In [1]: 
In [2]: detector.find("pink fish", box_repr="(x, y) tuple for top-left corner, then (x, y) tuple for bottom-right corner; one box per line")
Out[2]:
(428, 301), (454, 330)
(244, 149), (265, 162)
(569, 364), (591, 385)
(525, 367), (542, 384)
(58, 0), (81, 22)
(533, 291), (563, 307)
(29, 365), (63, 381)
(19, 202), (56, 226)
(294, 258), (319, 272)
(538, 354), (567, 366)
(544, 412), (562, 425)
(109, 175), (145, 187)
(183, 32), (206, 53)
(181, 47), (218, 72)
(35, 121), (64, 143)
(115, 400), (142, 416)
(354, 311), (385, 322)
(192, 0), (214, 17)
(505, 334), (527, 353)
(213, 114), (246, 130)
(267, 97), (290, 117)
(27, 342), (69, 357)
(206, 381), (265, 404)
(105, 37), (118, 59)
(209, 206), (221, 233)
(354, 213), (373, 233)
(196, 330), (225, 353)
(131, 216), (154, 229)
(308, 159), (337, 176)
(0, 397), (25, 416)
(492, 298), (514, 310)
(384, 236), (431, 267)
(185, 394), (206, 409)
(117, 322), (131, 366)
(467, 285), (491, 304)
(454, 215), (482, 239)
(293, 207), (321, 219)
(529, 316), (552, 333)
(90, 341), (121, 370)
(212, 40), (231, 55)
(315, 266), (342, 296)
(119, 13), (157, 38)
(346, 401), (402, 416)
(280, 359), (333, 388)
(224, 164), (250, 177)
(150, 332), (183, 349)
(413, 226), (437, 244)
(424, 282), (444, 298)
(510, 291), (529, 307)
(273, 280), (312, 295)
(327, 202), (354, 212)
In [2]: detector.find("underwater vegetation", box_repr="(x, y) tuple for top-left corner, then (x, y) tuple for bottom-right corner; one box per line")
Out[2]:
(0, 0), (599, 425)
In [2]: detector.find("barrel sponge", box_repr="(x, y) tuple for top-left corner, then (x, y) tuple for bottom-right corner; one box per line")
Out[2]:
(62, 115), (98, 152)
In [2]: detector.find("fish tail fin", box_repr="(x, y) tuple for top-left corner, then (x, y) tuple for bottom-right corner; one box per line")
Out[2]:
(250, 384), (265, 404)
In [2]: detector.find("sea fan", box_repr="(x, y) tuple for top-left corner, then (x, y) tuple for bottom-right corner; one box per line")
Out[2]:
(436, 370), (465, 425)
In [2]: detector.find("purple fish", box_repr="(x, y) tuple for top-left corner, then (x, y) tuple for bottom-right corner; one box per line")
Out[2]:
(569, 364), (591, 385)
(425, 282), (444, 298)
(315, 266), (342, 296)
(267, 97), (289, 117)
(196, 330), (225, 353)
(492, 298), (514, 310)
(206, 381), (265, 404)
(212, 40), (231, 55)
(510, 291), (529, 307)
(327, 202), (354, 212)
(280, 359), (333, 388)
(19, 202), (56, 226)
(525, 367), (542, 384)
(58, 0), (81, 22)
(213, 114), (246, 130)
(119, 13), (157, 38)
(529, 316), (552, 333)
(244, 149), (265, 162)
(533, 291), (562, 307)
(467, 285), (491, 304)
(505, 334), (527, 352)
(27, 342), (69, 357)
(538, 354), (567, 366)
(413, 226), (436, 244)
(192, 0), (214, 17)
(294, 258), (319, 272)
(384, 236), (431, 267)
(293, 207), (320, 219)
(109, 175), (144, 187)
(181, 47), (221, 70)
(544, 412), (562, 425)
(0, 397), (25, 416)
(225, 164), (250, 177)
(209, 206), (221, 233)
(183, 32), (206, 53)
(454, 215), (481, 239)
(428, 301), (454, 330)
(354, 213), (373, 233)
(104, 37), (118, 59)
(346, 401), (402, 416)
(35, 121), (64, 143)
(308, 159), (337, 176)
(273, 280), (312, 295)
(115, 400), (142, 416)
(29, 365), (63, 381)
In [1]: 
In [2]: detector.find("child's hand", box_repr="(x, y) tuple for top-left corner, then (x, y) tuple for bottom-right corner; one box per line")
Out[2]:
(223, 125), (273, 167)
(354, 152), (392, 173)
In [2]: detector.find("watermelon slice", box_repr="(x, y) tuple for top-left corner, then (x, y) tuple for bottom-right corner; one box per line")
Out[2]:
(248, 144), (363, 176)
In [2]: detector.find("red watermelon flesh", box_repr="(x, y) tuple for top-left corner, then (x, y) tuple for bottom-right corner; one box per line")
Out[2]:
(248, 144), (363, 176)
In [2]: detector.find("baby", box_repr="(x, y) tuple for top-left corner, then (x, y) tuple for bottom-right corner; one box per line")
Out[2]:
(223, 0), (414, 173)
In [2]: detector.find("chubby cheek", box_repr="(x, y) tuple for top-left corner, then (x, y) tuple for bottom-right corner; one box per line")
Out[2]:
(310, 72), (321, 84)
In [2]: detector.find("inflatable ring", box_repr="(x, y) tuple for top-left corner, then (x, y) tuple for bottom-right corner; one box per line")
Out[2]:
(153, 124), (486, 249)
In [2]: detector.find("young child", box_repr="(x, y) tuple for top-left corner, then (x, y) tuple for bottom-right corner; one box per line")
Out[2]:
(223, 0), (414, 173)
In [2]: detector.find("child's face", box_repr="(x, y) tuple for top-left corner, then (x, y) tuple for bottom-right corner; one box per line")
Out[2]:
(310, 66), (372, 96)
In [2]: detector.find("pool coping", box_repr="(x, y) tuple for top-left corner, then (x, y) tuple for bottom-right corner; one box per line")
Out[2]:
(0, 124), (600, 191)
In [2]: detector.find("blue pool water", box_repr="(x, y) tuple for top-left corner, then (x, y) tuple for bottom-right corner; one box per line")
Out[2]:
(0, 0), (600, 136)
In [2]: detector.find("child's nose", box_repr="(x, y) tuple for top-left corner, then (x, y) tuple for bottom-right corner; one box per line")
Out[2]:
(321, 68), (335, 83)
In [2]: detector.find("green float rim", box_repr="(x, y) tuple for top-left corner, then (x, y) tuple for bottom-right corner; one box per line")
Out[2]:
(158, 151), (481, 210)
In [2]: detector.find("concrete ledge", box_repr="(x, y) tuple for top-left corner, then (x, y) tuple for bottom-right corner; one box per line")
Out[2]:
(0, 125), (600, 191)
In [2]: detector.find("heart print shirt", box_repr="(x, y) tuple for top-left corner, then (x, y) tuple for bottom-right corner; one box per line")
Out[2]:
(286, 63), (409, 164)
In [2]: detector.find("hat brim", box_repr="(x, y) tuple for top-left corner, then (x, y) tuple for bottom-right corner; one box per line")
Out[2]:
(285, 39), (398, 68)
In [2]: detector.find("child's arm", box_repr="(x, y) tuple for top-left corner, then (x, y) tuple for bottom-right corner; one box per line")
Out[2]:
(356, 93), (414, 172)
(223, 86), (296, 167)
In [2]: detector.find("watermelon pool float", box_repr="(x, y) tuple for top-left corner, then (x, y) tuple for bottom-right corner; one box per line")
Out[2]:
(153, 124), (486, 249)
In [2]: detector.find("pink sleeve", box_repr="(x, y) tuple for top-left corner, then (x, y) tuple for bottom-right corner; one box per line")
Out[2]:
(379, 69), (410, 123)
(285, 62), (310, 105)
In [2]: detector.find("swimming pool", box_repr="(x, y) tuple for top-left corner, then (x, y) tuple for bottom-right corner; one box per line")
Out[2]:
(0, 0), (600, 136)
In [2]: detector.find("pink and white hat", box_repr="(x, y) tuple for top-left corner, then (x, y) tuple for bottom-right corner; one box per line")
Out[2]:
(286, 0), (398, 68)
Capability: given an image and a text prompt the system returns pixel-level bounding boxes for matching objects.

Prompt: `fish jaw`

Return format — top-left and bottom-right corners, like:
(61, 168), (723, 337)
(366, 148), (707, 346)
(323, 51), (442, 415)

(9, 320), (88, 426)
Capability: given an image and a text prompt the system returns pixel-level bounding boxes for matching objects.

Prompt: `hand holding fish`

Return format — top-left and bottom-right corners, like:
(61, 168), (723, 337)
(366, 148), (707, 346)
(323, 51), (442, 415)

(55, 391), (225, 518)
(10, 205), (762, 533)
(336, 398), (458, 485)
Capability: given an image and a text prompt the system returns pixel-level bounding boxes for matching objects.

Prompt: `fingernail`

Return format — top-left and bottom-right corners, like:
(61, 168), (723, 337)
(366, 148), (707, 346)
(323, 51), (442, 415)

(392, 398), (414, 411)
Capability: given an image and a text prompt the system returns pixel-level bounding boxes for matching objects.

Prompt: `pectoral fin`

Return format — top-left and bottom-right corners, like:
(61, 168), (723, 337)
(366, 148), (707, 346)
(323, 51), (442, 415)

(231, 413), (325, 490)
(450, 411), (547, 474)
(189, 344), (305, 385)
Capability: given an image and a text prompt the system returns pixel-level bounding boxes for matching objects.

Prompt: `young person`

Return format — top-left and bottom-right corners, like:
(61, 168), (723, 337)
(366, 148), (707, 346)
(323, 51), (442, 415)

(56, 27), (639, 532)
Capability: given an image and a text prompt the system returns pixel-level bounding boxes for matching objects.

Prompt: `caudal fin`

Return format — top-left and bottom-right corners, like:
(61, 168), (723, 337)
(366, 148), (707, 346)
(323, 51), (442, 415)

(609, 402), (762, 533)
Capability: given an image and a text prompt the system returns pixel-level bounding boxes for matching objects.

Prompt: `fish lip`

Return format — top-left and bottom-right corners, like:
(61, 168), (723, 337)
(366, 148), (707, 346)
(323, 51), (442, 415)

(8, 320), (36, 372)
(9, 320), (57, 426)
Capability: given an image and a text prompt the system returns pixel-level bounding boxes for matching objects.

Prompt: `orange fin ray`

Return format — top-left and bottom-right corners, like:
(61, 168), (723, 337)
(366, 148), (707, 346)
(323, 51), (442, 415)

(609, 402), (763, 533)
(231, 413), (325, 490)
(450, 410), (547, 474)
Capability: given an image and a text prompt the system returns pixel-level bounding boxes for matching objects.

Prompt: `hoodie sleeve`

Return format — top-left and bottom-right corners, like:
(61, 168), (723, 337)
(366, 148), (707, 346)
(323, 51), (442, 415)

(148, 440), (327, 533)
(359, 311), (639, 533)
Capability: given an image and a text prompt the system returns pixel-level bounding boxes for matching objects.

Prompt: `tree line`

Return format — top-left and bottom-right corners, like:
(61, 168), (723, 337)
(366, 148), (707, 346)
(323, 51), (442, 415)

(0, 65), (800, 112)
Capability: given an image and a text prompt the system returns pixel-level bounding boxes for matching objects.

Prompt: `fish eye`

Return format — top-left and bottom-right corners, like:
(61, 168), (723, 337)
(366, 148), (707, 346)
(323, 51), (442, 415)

++++

Exercise task: Reproduce verbatim everything from the start of the items down through the line containing "(0, 0), (599, 425)".

Problem solution:
In [1]: 
In [2]: detector.find("pink fish", box_repr="(x, y) tuple for top-left corner, then (x, y) tuple for bottom-right corner; one box per line")
Out[2]:
(428, 301), (454, 330)
(244, 149), (265, 162)
(569, 364), (591, 385)
(525, 367), (542, 384)
(58, 0), (81, 22)
(533, 291), (563, 307)
(29, 365), (63, 381)
(19, 202), (56, 226)
(294, 258), (319, 272)
(538, 354), (567, 366)
(544, 412), (562, 425)
(109, 175), (145, 187)
(183, 32), (206, 53)
(181, 47), (218, 72)
(35, 121), (64, 143)
(115, 400), (142, 416)
(354, 311), (385, 322)
(192, 0), (214, 17)
(505, 334), (527, 353)
(213, 114), (246, 130)
(267, 97), (290, 117)
(27, 342), (69, 357)
(206, 381), (265, 404)
(105, 37), (118, 59)
(209, 206), (221, 233)
(354, 213), (373, 233)
(196, 330), (225, 353)
(131, 216), (154, 229)
(308, 159), (337, 176)
(0, 397), (25, 416)
(492, 298), (514, 310)
(384, 236), (431, 267)
(185, 394), (206, 409)
(117, 322), (131, 366)
(467, 285), (491, 304)
(454, 215), (482, 239)
(293, 207), (321, 219)
(529, 316), (552, 333)
(90, 341), (121, 370)
(212, 40), (231, 55)
(315, 266), (342, 296)
(119, 13), (157, 38)
(346, 401), (402, 416)
(280, 359), (333, 388)
(224, 164), (250, 177)
(150, 332), (183, 349)
(413, 226), (437, 244)
(424, 282), (444, 298)
(510, 291), (529, 307)
(273, 280), (312, 295)
(327, 202), (354, 212)
In [2]: detector.find("underwater vegetation", box_repr="(x, y) tuple for top-left corner, then (x, y) tuple for bottom-right corner; one box per line")
Out[2]:
(0, 0), (599, 425)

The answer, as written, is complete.